Texto:
◆ ◆ ◆ ◆ ◆ ◆ ◆

Tomando como base a UBS Hélio Moreira Salles, localizada no distrito de Sapopemba, zona leste de São Paulo, é possível entender melhor como foi esse preparo. Além da maior utilização de equipamentos de proteção individual, houve readequação de salas de atendimento devido a arquitetura da unidade, marcação de distanciamento na farmácia, recepção e sala de espera na parte de fora e vacinação em uma tenda também na parte externa.
Serviços como as consultas de rotina agendadas foram canceladas, mas os pacientes que necessitam de acompanhamento, como hipertensos, gestantes e crianças, estão sendo atendidos. Cada um com suas particularidades e cuidados necessários, alguns são atendidos por telefone e recebem suas receitas de remédio em casa. Já as gestantes e crianças até um ano são atendidas em casa sempre que possível.
E como o funcionamento da UBS não se resume nos serviços prestados dentro da unidade, o trabalho dos agentes comunitários de saúde também foi adaptado. Esses profissionais são responsáveis por visitas às casas dos pacientes para fazer o acompanhamento, levar informações e cuidados necessários. Atualmente, as visitas estão sendo feitas em número menor, dando preferência aos pacientes que precisam de mais atenção. Além disso, os agentes não estão entrando nas casas e gestos simples, como assinar a ficha para confirmar a visita, foram deixados de lado.
O problema é que mesmo com todas as medidas de prevenção tomadas, é necessário colaboração do povo, que não acontece muito. “Até com orientação e as marcações no chão poucos pacientes aderem ao distanciamento”, relata Vanessa da Silva, 40 anos, auxiliar de enfermagem da UBS Hélio Moreira Salles. Ainda, inúteis são os esforços da área da saúde se as outras áreas não tomarem as atitudes necessárias para contribuir com a conscientização do povo.
“Aqui nessa região as pessoas não estão conscientizadas, não entendem a seriedade da pandemia e a necessidade das medidas de prevenção. Há um movimento muito grande de pessoas nas ruas, mesmo com orientação para ficar em casa. Fora que diversos bares e alguns outros comércios estão abertos, com muitas pessoas se aglomerando e se contaminando”, declara Mirian Vieira, 48 anos, agente comunitária de saúde.
Mesmo com a baixa aderência do povo às medidas de proteção e ao isolamento social, existe o medo e ele é entendido por alguns funcionários como o motivo da demanda maior do serviço de pronto atendimento. Na UBS Hélio Moreira Salles, muitas pessoas procuram o serviço com sintomas do novo coronavírus, mas o problema é que a unidade não possui testes ou sorologia para oferecer aos pacientes. “Uns 30 pacientes que passaram por aqui foram testados positivos para Covid-19. Só que os testes foram feitos na rede particular e ficamos sabendo pelas agentes comunitárias, pois os pacientes não voltaram mais aqui”, afirma a auxiliar de enfermagem.
A falta de testes é um problema que além de fazer o povo desistir de procurar o SUS, por saber que não irá ter resultados, leva a subnotificação. Os pacientes que entram com queixa são notificados como sintomáticos respiratórios, mas os que dependem exclusivamente do SUS não conseguem fazer o teste para confirmar a condição. Então, são colocados em isolamento em casa e recebem atendimento por telefone durante 14 dias. No caso de não apresentarem melhora ou aparecerem sintomas mais preocupantes, são encaminhados para o Hospital de Campanha Anhembi.
Por fim, mesmo com todos os desafios, o risco e a falta de recursos para um serviço com melhor eficiência, muitos profissionais como Vanessa e Mirian não desistem. “O que vivemos é uma questão de enfrentar os desafios e ter na cabeça que temos que prestar o melhor serviço possível, para no final do dia olhar para o outro e perceber que as coisas estão indo, que ajudamos pessoas. E isso é o mais gratificante de tudo”, finaliza a agente comunitária.

◆ ◆ ◆ ◆ ◆ ◆ ◆

Instruções do exercício:
Responda às perguntas abaixo com base no texto sobre a UBS Hélio Moreira Salles.
(a) Em que distrito fica a UBS Hélio Moreira Salles?
(b) Que função Vanessa da Silva exerce na unidade?
(c) Para onde são encaminhados os pacientes isolados em casa que não apresentam melhora ou têm sintomas mais preocupantes?

◆ ◆ ◆ ◆ ◆ ◆ ◆

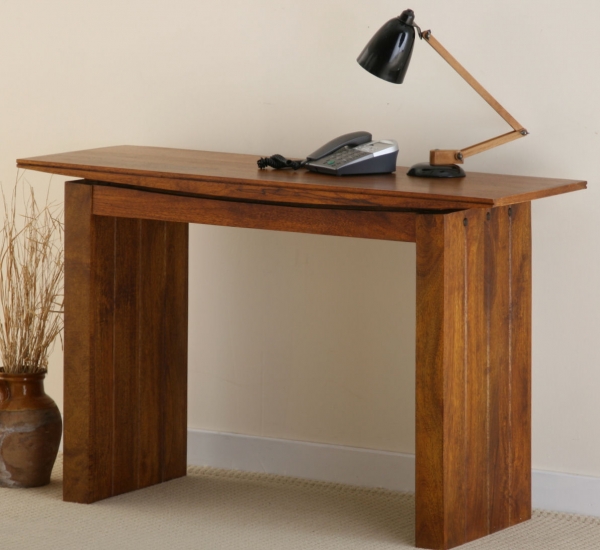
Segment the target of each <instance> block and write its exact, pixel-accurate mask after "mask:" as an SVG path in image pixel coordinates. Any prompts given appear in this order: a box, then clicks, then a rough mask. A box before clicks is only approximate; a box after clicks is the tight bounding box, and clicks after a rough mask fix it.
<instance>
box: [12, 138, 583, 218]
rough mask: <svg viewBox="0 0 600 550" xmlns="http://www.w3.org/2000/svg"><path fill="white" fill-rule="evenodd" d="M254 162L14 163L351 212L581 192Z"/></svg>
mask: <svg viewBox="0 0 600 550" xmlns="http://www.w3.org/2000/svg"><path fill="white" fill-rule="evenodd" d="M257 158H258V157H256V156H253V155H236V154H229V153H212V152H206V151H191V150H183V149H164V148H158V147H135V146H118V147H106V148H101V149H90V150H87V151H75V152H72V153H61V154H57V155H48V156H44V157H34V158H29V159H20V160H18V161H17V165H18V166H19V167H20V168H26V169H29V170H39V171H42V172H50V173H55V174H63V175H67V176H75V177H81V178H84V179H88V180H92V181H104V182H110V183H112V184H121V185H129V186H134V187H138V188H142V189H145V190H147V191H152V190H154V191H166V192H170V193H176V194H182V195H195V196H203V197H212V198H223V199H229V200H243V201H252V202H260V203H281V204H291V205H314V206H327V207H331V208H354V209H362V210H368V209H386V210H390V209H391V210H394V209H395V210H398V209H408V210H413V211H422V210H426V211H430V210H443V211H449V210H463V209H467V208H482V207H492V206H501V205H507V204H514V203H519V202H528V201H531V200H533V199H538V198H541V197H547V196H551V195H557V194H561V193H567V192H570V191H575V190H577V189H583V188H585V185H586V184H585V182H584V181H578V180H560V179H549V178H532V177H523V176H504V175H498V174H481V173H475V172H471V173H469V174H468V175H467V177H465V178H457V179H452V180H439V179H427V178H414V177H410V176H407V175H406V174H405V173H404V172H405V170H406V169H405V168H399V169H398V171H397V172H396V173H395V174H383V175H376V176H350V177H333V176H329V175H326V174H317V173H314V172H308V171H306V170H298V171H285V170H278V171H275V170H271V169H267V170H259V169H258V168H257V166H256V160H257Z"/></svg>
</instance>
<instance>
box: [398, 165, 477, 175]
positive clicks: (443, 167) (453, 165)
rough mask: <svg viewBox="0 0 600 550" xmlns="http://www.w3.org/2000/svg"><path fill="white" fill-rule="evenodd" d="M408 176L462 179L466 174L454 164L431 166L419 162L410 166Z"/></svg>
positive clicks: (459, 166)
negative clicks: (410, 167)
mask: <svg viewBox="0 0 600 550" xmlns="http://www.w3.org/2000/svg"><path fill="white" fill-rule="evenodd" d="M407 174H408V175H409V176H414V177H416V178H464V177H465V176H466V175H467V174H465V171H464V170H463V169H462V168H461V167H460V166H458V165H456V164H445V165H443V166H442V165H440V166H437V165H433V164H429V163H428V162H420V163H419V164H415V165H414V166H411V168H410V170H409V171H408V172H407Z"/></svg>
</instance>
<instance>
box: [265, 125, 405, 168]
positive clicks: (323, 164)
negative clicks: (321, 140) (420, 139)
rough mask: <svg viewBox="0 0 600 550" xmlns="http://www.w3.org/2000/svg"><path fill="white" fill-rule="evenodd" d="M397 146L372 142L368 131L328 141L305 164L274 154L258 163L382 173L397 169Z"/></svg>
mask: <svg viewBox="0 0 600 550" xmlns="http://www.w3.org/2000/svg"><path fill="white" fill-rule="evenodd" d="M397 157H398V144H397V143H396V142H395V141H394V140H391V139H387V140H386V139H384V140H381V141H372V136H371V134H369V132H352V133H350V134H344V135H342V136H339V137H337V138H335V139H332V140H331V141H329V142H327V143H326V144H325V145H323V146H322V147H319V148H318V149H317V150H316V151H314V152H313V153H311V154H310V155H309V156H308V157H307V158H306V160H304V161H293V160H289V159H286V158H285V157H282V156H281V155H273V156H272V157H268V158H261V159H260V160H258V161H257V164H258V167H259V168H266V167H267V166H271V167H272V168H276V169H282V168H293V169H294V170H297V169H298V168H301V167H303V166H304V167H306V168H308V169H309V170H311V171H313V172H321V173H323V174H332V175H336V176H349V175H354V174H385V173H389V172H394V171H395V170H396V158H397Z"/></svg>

◆ ◆ ◆ ◆ ◆ ◆ ◆

Sua resposta:
(a) No distrito de Sapopemba, zona leste de São Paulo.
(b) Ela é auxiliar de enfermagem.
(c) Para o Hospital de Campanha Anhembi.